■ **Supplied information**
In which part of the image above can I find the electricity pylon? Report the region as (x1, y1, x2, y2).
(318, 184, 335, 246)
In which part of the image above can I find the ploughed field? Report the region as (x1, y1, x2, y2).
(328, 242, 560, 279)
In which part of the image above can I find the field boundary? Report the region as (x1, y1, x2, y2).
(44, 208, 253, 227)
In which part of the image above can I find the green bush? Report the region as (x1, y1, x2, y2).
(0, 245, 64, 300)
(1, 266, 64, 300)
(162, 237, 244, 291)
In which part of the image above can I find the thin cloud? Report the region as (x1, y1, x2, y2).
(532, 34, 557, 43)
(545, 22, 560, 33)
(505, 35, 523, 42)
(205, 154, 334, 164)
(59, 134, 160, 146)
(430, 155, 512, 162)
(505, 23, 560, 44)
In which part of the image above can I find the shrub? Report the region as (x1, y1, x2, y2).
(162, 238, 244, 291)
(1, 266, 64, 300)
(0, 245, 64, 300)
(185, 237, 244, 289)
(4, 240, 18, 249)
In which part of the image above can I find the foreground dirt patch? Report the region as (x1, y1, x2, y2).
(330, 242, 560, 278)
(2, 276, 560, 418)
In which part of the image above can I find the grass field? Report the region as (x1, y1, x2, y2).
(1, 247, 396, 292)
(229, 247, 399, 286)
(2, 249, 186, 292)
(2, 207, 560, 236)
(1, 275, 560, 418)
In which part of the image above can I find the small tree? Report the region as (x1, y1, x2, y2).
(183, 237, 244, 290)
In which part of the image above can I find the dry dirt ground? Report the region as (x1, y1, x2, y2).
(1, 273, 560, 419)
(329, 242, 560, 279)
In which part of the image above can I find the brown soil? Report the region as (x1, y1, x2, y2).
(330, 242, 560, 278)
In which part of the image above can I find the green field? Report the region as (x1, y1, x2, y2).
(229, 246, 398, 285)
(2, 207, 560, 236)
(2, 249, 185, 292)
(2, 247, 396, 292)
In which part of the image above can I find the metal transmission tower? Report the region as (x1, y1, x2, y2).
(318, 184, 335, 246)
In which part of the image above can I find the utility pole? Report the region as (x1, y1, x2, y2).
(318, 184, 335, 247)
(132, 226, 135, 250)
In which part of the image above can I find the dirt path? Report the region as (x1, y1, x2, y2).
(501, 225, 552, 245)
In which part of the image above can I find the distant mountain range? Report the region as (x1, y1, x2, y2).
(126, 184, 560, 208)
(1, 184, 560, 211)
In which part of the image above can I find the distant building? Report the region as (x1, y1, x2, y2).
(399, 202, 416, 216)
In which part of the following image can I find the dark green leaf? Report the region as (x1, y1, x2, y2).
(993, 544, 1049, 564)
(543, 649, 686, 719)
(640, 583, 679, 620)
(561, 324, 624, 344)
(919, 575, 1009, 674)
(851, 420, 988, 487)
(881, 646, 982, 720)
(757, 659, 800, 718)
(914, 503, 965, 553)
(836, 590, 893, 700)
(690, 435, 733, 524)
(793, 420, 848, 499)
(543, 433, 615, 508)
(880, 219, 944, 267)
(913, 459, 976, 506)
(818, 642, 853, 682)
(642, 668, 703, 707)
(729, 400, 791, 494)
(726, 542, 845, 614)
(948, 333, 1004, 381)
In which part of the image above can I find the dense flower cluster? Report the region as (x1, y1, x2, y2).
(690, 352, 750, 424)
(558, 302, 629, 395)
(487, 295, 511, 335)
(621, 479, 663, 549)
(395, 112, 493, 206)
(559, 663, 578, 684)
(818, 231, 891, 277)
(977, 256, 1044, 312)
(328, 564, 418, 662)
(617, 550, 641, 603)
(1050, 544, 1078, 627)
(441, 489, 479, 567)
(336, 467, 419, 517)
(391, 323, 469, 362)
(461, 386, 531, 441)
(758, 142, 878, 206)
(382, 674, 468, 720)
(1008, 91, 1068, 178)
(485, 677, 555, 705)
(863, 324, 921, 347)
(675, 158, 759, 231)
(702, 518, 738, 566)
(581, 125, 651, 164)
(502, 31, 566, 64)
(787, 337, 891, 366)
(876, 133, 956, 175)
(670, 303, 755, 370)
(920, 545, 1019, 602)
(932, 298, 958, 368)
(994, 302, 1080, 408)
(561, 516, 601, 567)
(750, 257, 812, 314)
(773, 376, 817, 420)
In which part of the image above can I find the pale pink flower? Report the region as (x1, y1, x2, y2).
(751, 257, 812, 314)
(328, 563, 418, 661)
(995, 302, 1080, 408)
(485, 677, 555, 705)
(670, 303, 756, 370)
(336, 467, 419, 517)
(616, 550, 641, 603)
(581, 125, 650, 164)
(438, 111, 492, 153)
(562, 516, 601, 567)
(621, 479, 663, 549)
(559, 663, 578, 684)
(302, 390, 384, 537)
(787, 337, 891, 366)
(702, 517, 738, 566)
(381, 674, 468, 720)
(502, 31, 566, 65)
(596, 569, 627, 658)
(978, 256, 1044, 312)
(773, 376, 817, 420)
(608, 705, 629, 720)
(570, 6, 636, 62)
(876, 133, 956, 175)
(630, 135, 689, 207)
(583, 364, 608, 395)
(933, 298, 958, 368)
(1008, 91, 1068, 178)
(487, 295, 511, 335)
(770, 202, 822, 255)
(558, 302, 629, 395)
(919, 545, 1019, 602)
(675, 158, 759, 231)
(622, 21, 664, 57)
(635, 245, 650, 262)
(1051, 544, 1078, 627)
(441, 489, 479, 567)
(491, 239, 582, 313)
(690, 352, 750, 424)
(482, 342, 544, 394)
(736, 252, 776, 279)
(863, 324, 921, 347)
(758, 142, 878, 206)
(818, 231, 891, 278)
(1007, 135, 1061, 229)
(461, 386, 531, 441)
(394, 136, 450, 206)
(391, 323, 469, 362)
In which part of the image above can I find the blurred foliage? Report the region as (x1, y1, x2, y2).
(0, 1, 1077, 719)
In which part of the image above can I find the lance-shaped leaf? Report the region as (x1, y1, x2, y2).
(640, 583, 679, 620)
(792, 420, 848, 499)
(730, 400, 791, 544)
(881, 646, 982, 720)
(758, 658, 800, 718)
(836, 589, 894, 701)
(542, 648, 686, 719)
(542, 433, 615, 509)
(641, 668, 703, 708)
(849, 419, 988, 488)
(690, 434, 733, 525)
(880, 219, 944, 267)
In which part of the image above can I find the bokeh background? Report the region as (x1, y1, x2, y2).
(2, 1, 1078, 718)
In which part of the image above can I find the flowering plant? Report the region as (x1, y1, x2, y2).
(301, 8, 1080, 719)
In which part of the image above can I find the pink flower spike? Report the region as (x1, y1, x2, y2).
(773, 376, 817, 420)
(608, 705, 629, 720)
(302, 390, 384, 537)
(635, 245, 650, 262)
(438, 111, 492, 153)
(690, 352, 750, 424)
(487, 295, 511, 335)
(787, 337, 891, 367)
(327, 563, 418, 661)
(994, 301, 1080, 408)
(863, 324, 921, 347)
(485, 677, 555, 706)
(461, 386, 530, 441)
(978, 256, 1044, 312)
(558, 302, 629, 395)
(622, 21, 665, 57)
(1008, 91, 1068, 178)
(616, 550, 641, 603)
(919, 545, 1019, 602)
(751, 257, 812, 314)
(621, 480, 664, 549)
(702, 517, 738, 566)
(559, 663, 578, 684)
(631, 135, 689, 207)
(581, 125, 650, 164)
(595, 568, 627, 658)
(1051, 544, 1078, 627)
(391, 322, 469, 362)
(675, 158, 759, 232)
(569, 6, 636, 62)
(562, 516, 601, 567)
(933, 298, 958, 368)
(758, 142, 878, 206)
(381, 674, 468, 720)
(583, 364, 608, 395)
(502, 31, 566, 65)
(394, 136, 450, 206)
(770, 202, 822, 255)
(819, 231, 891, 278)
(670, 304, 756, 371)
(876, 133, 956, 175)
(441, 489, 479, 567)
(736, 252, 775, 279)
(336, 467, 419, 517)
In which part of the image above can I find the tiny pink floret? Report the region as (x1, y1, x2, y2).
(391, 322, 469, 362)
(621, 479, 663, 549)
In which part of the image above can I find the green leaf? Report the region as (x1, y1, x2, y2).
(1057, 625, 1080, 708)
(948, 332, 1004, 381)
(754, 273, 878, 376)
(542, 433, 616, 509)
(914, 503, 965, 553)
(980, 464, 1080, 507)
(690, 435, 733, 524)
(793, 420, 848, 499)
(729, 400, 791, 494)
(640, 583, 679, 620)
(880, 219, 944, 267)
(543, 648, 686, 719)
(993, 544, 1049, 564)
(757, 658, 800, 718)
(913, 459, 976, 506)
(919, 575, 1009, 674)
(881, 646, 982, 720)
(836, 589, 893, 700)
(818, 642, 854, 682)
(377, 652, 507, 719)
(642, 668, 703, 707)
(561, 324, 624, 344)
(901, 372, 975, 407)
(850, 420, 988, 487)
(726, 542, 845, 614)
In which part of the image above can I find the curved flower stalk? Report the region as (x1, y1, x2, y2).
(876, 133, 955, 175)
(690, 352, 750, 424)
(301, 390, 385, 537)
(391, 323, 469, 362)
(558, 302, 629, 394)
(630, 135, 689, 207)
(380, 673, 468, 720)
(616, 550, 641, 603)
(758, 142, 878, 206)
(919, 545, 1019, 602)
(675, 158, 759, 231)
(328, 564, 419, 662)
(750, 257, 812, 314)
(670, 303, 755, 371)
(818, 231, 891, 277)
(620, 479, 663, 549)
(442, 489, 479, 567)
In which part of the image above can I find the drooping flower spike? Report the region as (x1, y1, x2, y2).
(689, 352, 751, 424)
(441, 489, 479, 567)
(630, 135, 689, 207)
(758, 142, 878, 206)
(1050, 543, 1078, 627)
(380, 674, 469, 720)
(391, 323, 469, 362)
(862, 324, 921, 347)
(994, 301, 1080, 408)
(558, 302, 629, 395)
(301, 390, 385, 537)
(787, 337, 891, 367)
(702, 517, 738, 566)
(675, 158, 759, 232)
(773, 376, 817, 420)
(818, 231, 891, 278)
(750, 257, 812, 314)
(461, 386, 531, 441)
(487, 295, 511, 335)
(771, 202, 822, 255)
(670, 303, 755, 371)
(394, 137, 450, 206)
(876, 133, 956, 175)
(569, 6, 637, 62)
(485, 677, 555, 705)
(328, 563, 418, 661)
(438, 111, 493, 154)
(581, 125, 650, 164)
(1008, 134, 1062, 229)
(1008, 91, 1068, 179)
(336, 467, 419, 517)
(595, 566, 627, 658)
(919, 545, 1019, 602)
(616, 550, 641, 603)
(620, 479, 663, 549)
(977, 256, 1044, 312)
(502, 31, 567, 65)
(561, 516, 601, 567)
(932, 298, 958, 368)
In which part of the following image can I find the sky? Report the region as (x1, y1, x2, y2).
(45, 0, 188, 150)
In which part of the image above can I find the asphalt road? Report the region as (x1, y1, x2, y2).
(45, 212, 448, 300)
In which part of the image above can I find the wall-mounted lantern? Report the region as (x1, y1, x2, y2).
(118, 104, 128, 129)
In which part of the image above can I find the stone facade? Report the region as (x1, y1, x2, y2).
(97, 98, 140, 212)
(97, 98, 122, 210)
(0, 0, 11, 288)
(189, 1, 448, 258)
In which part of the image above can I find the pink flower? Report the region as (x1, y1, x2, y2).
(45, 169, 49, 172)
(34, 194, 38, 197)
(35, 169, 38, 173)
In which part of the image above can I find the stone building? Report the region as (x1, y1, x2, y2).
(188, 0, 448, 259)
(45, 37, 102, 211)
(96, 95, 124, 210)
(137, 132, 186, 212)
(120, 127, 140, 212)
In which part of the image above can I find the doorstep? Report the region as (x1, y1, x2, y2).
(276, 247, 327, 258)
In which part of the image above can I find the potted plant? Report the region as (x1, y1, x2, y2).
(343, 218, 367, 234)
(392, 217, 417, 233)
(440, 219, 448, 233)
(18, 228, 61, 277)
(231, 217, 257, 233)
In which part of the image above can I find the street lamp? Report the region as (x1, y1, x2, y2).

■ **What to do**
The line containing "the stone building?" marks where to begin; the last line of the records marks where to stop. Copy both and all between, exactly.

■ **Your response**
In which part of the image above can I find the stone building? Report the region as (x1, y1, x2, y2).
(188, 0, 448, 259)
(45, 37, 102, 211)
(96, 95, 124, 210)
(137, 132, 186, 212)
(120, 127, 140, 212)
In which part of the image above can I find the doorstep? Report the region as (x1, y1, x2, y2).
(276, 247, 327, 258)
In which part of the image above can I find the potted plant? Report the region as (x1, y1, x2, y2).
(343, 218, 367, 234)
(392, 217, 417, 233)
(440, 219, 448, 233)
(18, 228, 61, 277)
(231, 217, 257, 233)
In which part of the image above can I find the street lamp? Report the region as (x1, y1, x2, y2).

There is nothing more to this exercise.